- TASK GOAL: Omitting all images, give the entries that follow again exactly as they read.

....................

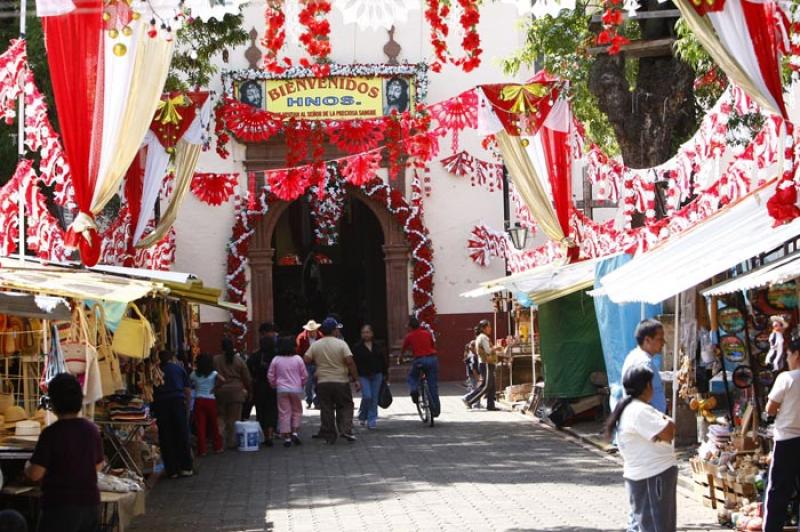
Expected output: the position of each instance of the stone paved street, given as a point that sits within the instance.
(474, 471)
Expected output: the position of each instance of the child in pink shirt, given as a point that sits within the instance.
(287, 374)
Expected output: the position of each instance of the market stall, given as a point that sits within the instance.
(104, 327)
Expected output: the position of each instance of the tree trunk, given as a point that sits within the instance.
(658, 113)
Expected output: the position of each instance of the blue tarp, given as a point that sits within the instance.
(617, 324)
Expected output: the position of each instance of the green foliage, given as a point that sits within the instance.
(560, 45)
(198, 43)
(37, 59)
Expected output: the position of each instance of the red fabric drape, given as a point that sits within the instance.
(763, 29)
(74, 55)
(559, 172)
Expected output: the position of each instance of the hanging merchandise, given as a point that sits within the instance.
(134, 337)
(103, 82)
(214, 189)
(375, 14)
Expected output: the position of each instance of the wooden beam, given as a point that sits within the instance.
(654, 48)
(644, 15)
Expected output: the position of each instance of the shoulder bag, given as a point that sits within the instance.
(134, 337)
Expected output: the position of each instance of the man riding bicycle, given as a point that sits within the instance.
(420, 343)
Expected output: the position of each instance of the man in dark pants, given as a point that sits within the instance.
(335, 370)
(784, 471)
(171, 408)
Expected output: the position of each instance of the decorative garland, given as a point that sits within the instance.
(249, 212)
(117, 247)
(612, 19)
(214, 189)
(436, 14)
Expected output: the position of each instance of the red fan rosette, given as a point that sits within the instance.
(214, 189)
(356, 136)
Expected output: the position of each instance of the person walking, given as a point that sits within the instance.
(784, 470)
(287, 375)
(373, 369)
(487, 355)
(265, 399)
(650, 341)
(205, 380)
(650, 468)
(235, 388)
(171, 408)
(419, 342)
(309, 335)
(66, 460)
(335, 370)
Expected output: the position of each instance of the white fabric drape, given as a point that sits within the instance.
(731, 28)
(117, 82)
(156, 167)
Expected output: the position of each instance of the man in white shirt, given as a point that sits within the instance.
(650, 341)
(784, 472)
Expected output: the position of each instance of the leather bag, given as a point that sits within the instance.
(134, 337)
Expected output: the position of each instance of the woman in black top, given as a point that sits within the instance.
(373, 369)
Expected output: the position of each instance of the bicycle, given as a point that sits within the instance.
(424, 401)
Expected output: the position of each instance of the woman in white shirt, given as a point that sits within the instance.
(650, 468)
(784, 471)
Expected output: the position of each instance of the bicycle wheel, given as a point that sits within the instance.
(423, 403)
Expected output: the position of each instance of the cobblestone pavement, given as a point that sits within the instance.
(475, 470)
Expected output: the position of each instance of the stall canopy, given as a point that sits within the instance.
(107, 283)
(544, 283)
(33, 306)
(780, 271)
(733, 235)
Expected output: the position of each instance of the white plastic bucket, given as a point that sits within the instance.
(248, 434)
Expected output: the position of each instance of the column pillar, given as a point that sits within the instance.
(261, 261)
(396, 262)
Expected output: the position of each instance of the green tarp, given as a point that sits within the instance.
(570, 345)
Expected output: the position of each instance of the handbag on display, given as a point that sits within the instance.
(77, 346)
(385, 395)
(107, 360)
(134, 337)
(54, 361)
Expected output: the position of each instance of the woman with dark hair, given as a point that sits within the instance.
(265, 399)
(650, 469)
(784, 471)
(171, 403)
(235, 388)
(373, 369)
(205, 380)
(287, 375)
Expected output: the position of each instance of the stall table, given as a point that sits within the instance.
(108, 429)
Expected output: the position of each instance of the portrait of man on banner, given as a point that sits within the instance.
(396, 95)
(252, 93)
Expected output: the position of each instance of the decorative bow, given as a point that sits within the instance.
(522, 95)
(167, 112)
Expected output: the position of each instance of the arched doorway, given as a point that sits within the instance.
(367, 280)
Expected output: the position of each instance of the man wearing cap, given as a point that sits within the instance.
(304, 340)
(335, 370)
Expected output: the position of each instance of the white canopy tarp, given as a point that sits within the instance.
(544, 283)
(780, 271)
(727, 238)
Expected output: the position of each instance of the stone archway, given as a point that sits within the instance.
(396, 261)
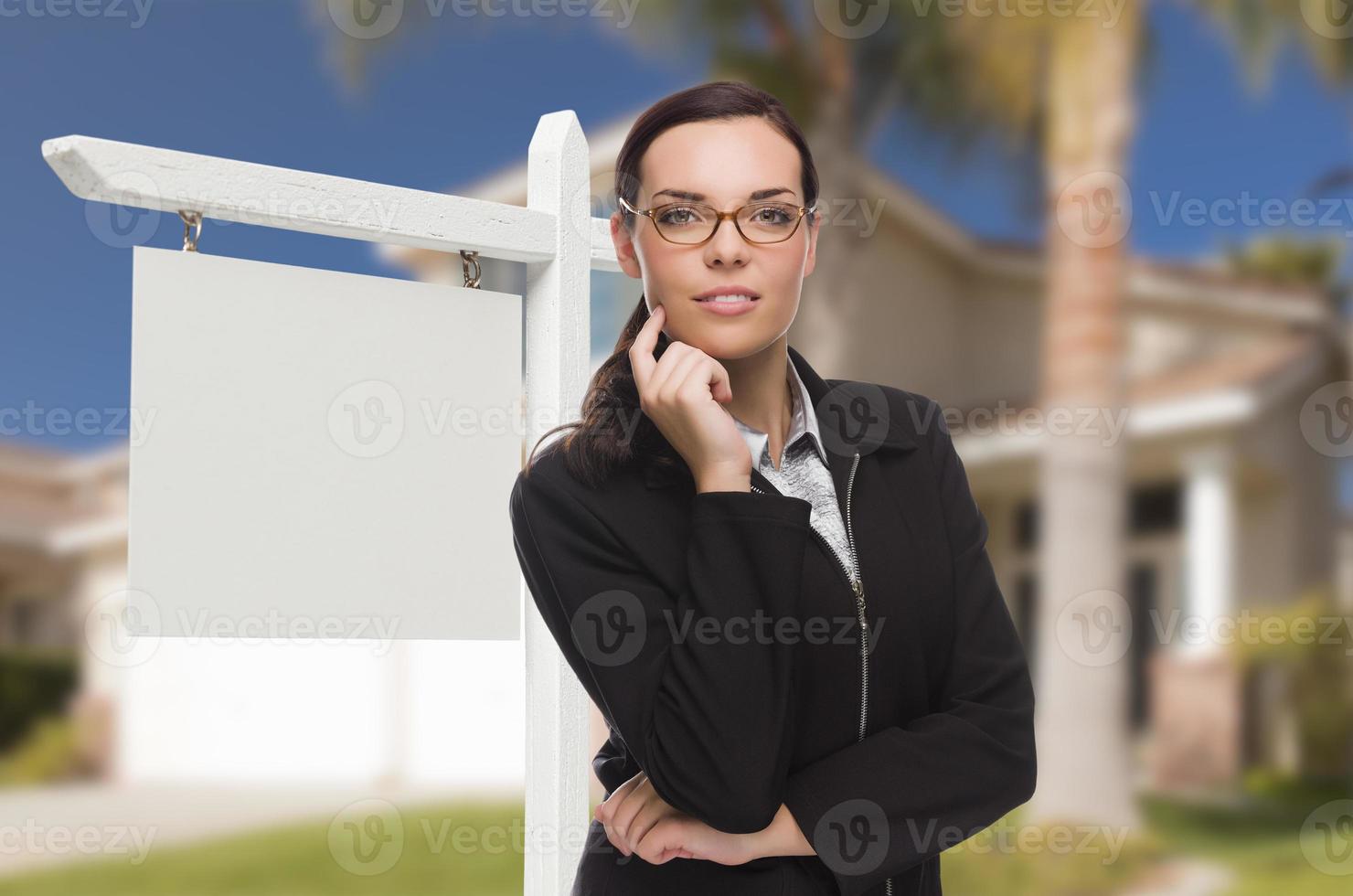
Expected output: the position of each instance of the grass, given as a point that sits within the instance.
(475, 848)
(470, 848)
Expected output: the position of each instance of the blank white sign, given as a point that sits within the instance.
(320, 455)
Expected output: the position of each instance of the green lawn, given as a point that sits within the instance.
(485, 859)
(474, 848)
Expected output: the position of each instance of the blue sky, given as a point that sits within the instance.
(248, 80)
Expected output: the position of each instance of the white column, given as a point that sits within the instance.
(1209, 544)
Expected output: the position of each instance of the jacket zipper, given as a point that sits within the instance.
(857, 586)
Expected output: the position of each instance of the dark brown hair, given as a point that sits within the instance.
(613, 430)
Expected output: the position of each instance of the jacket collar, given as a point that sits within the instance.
(851, 416)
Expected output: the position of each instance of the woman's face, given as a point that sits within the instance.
(726, 163)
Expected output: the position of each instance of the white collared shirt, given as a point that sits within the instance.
(804, 471)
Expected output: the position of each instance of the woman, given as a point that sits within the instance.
(774, 586)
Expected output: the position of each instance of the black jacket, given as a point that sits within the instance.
(735, 713)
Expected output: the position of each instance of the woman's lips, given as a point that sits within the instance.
(728, 304)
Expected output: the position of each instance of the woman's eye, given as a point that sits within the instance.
(673, 216)
(772, 216)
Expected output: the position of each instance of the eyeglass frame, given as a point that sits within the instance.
(719, 219)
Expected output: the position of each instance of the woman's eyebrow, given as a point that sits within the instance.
(694, 197)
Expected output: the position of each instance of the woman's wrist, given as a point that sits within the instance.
(724, 479)
(783, 837)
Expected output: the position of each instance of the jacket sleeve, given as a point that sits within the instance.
(699, 692)
(905, 794)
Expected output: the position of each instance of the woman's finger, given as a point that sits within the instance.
(642, 349)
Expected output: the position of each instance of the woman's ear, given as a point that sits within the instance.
(811, 258)
(625, 253)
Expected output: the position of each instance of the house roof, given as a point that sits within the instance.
(1195, 283)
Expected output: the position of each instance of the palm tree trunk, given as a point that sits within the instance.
(1084, 627)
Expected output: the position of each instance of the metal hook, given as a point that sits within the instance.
(465, 260)
(189, 219)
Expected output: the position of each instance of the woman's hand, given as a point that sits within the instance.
(640, 822)
(682, 394)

....................

- FINISHED TASK:
Expected output: the position of each instance of the stone paved street, given as a point that sits within the instance.
(474, 471)
Expected output: the position of each instance of the child in pink shirt, given as a point that sits within the instance.
(287, 374)
Expected output: the position of each instance of the market stall, given as a point that sits within the instance.
(104, 327)
Expected output: the position of each instance of the tree trunk, given as a point that sits within the instance.
(658, 113)
Expected output: the position of each instance of the blue tarp, given as a point that sits within the instance.
(617, 324)
Expected output: the position of each instance of the green foliage, given as a point that sits within the instance.
(560, 45)
(198, 43)
(37, 59)
Expected output: the position of each instance of the red fabric drape, given as a point that sits within the instance.
(763, 29)
(74, 55)
(559, 172)
Expected output: the position of each instance of the hanging merchandise, given as a point that sits within the instance.
(134, 337)
(103, 82)
(214, 189)
(375, 14)
Expected output: the position of each instance of the wooden beam, given as a point that sits within the instance.
(654, 48)
(644, 15)
Expected output: the position of each instance of the shoulder bag, given as a point that sits within the instance.
(134, 337)
Expected output: the position of each instance of the man riding bicycle, given as a point that sits within the instance.
(420, 343)
Expected output: the position of each instance of the man in dark pants, given as a point that sits within the instance.
(335, 370)
(784, 471)
(171, 408)
Expected output: the position of each instance of the decorative garland, given as a point that sits within the instance.
(249, 212)
(117, 247)
(612, 19)
(214, 189)
(436, 14)
Expected output: the position of each instance of the red fan rosette, given as a point that sits within the instance.
(214, 189)
(356, 136)
Expected output: the position of each instance of the person walking, given as a point that sits within the instance.
(784, 470)
(287, 375)
(373, 369)
(487, 355)
(265, 399)
(650, 341)
(205, 380)
(650, 468)
(235, 388)
(171, 408)
(419, 342)
(309, 335)
(66, 460)
(335, 370)
Expected output: the position of each instance of the white fabric drape, given as a point that sits within the instance.
(731, 28)
(117, 82)
(156, 167)
Expected output: the position of each instance of the man in white shirt, given as a point that sits within the instance.
(650, 341)
(784, 472)
Expected output: the position of each instance of the leather bag, given as a point that sits within the instance.
(134, 337)
Expected output: the position of each instance of the woman in black top, given as a point that sits within the instance.
(373, 369)
Expected output: the position of each instance of the bicycle, given as a point that sits within the instance.
(424, 401)
Expected output: the position of each instance of the woman in white shirt, given as a point that sits within the instance.
(650, 468)
(784, 471)
Expected output: the position of each instance of the bicycle wheel, given as a point that sits within the instance.
(423, 403)
Expected output: the position of each instance of the cobblestone pavement, given as a point that sits within the instance.
(475, 470)
Expected output: the position of each instance of the stall canopy, given as a point that sits within the instance.
(107, 283)
(544, 283)
(33, 306)
(780, 271)
(733, 235)
Expected output: the position of each instance of the white plastic bucket, given as a point that sits within the instance.
(248, 434)
Expected output: the position of each instance of the column pillar, given as a point that sits within the instance.
(261, 261)
(396, 262)
Expected output: the position of each instance of the green tarp, given as a point that sits within the instance.
(570, 345)
Expected output: the position of each instance of the handbag on display, given as a point that sits within the instance.
(77, 346)
(385, 395)
(107, 360)
(134, 337)
(54, 361)
Expected output: the position of each instance of the woman with dark hair, given as a point that sits within the instance.
(265, 399)
(650, 469)
(784, 471)
(171, 403)
(235, 388)
(373, 369)
(205, 380)
(287, 375)
Expected output: the position of each instance of the stall table, given as a point that sits within the instance.
(108, 429)
Expected output: the position of each instance of the portrait of man on banner, given as a point that sits within the instance.
(396, 95)
(252, 93)
Expected output: the position of each instance of the decorative bow, given as a point that sits within the instance.
(522, 95)
(167, 112)
Expected output: the position of each instance of the arched doorway, given as a point that sits within the instance.
(367, 280)
Expected output: the position of each instance of the man wearing cap, given as a point that sits within the instance.
(304, 340)
(335, 370)
Expected output: the position of each instance of the white canopy tarp, given as a point that sits within the instance.
(544, 283)
(780, 271)
(727, 238)
Expected output: the position of each instance of the stone archway, given as a point that sits within the instance.
(396, 261)
Expected output: the position of each instance of the grass, given as a point that sits within the instance.
(475, 848)
(470, 848)
Expected output: the position of each instance of the blank white sign, given as a point that sits within the instance.
(320, 455)
Expected output: the position of each instance of the green lawn, given as a point that sits within the instance.
(485, 859)
(474, 848)
Expected output: the position of each instance of the blue sky, given as a point that sits within the instance.
(248, 80)
Expected output: the position of each instance of the white column, given as a point that sits within the instance.
(1209, 544)
Expected output: the position of each instance of the jacket zipper, given as a point that sits within the instance.
(857, 586)
Expected output: the position of each instance of the dark brown hair, given as a point that sits within the instance.
(613, 430)
Expected output: the position of each instance of the jacket collar, given as a point that sits within the instance.
(851, 416)
Expected output: the position of each instance of the woman's face, given as a point that sits within the instance.
(726, 163)
Expected output: the position of each instance of the white collared shirt, given as a point that sits within the instance.
(804, 471)
Expected output: the position of each instance of the woman, given as a point that sits within the instance.
(774, 586)
Expected output: the position of each instance of the black jacket, given as a point that sits within the instance.
(735, 713)
Expected output: the position of each instance of the woman's lips, given as a point that sits within the instance.
(728, 304)
Expected output: the position of each instance of the woman's eye, given as a point that sits within the instance.
(673, 216)
(772, 216)
Expected output: the position of each instance of the eyeglass frame, given as a point that sits within the instance.
(719, 219)
Expected output: the position of each instance of the woman's eyebrow, given as a point that sits within the instance.
(694, 197)
Expected output: the position of each instance of the woman's wrist, given as a point that sits within the instance.
(724, 479)
(783, 837)
Expected output: the position of each instance of the jacket sleeve, given as a point that sits within the instance.
(699, 692)
(905, 794)
Expected output: the position of each instance of the woman's finger, given as a point that sits within the instance.
(642, 349)
Expected output: the position of each instance of the woman's ear, given as a point that sits within the instance.
(811, 258)
(625, 253)
Expected output: the position of each instance of the house roof, given as a point that sits within the instance.
(1195, 283)
Expected output: the position of each instance of the palm tree trunk, given as a point that sits within the instance.
(1084, 627)
Expected output: the position of each instance of the metal hook, given as a point that sits within the instance.
(465, 260)
(189, 219)
Expected output: the position of each instance of the woman's hand, given as a point that sits within the instance.
(640, 822)
(682, 394)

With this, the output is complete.